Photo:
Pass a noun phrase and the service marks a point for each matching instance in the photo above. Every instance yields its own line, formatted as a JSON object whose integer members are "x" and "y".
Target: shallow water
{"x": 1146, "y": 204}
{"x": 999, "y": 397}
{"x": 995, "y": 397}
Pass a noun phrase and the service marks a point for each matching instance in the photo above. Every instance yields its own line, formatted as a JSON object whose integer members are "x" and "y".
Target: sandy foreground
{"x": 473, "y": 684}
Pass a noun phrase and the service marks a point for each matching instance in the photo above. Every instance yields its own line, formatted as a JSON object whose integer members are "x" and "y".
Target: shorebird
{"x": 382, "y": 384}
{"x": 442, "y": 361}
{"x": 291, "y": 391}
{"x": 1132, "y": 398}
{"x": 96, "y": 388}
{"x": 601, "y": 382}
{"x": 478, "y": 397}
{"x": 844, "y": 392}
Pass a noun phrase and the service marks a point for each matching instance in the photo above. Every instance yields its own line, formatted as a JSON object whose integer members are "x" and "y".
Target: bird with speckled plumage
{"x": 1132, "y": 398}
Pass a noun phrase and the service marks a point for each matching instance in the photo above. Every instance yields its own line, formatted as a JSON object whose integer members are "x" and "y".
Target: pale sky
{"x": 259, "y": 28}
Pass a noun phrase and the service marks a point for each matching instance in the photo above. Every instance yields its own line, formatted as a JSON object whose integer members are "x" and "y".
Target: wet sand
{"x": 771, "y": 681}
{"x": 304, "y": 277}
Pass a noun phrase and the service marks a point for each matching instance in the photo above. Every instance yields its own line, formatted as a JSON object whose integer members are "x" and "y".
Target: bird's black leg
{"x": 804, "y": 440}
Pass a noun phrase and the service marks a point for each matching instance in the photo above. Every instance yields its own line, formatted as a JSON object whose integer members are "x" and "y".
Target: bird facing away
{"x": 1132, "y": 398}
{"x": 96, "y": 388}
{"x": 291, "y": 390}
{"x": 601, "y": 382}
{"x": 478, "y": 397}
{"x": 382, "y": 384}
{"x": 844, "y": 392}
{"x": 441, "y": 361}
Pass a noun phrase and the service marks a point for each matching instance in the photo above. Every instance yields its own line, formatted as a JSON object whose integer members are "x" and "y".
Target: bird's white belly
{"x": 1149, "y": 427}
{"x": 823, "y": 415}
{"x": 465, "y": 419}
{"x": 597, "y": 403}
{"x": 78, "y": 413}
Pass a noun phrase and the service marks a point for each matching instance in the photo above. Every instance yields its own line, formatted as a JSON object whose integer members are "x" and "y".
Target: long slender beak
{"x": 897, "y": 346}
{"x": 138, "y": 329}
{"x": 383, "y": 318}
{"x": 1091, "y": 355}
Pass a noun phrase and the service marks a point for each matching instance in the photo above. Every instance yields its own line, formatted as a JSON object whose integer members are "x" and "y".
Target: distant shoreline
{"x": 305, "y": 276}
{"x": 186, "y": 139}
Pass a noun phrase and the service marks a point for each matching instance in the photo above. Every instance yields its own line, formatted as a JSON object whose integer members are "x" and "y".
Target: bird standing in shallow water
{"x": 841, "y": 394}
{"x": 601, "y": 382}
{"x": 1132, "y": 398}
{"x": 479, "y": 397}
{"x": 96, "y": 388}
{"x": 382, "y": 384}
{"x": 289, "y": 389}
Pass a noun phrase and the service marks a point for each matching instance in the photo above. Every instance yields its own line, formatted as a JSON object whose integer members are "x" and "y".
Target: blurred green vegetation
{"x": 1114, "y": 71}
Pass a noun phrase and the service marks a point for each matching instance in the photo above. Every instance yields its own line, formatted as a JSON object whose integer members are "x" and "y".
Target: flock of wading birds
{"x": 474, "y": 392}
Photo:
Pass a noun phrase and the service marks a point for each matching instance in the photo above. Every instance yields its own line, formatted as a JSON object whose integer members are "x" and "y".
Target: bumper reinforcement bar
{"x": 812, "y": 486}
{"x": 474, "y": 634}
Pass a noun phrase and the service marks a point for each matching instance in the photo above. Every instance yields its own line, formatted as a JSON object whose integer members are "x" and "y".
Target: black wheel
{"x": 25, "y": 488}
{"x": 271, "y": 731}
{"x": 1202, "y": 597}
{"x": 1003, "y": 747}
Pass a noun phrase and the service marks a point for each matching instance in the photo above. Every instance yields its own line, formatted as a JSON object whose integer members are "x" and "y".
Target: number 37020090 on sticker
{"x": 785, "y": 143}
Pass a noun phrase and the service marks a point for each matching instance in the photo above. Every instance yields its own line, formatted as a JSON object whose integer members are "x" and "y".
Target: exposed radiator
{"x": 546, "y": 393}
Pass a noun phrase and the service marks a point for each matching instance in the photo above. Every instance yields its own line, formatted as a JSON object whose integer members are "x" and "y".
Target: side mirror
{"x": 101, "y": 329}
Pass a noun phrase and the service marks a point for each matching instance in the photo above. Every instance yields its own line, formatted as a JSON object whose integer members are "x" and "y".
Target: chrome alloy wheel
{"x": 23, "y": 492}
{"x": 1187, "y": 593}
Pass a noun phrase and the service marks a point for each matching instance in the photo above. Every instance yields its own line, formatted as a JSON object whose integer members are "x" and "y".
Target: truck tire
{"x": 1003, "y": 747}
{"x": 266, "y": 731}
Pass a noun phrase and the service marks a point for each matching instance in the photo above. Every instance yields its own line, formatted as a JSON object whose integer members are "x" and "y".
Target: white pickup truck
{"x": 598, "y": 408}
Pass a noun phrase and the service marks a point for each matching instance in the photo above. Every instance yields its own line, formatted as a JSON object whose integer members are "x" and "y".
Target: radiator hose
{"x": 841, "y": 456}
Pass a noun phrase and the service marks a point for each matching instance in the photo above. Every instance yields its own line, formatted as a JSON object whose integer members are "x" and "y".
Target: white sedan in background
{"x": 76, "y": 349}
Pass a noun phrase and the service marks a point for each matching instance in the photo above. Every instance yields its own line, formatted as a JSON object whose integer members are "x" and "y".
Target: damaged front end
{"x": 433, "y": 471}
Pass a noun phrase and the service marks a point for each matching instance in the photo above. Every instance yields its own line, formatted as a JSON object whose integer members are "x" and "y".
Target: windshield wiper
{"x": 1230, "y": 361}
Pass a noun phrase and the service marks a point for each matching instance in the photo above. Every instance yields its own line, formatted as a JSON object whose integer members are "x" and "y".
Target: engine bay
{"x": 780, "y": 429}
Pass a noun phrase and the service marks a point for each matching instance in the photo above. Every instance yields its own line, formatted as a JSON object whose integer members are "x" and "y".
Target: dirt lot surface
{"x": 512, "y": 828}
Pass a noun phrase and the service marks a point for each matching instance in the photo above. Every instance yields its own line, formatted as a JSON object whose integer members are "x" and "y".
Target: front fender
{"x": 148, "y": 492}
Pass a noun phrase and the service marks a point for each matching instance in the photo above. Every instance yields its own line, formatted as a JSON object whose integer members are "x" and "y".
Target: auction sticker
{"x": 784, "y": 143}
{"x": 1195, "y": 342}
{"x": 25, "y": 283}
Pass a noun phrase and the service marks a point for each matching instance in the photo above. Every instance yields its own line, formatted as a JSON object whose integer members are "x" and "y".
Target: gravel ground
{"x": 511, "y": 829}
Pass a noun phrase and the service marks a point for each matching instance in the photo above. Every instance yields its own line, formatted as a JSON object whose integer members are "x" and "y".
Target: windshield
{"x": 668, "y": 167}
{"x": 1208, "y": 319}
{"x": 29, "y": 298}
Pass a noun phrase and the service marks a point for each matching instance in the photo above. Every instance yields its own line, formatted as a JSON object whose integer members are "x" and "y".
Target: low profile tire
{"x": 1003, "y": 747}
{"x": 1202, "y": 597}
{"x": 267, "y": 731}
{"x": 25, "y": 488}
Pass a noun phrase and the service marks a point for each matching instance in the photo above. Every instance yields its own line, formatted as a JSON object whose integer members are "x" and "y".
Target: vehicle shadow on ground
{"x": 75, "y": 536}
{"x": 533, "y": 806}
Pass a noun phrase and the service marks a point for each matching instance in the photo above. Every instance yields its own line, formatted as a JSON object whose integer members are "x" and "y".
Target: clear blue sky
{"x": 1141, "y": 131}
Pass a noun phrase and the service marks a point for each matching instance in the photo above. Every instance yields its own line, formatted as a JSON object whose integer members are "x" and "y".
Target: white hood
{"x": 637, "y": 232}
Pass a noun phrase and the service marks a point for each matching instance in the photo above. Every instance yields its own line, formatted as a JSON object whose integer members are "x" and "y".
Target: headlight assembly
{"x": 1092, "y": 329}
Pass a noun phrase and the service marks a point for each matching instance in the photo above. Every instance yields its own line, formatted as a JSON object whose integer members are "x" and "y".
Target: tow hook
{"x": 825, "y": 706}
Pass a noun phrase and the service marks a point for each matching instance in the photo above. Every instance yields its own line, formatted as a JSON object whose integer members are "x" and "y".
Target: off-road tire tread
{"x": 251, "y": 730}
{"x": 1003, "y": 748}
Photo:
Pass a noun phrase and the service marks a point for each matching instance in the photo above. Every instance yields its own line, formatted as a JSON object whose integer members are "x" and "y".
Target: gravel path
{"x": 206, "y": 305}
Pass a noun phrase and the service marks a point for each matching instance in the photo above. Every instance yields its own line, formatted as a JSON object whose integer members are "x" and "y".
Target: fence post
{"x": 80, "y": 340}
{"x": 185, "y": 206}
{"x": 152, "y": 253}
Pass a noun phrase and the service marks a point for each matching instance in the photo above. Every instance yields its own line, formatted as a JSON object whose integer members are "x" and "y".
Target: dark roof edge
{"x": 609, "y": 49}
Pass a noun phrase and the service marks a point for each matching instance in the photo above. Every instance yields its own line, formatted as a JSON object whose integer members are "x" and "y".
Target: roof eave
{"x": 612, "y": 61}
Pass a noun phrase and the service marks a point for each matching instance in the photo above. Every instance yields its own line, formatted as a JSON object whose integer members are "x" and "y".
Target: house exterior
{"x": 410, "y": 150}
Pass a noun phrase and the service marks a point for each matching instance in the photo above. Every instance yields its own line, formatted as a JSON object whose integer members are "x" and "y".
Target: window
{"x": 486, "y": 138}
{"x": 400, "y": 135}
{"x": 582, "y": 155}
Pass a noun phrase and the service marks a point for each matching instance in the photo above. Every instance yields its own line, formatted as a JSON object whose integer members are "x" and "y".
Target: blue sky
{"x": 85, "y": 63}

WHAT TO DO: State how many lines in the rows above contain the string "wheel", treating case as significant, and reply with only the number.

EXERCISE OUTPUT: 2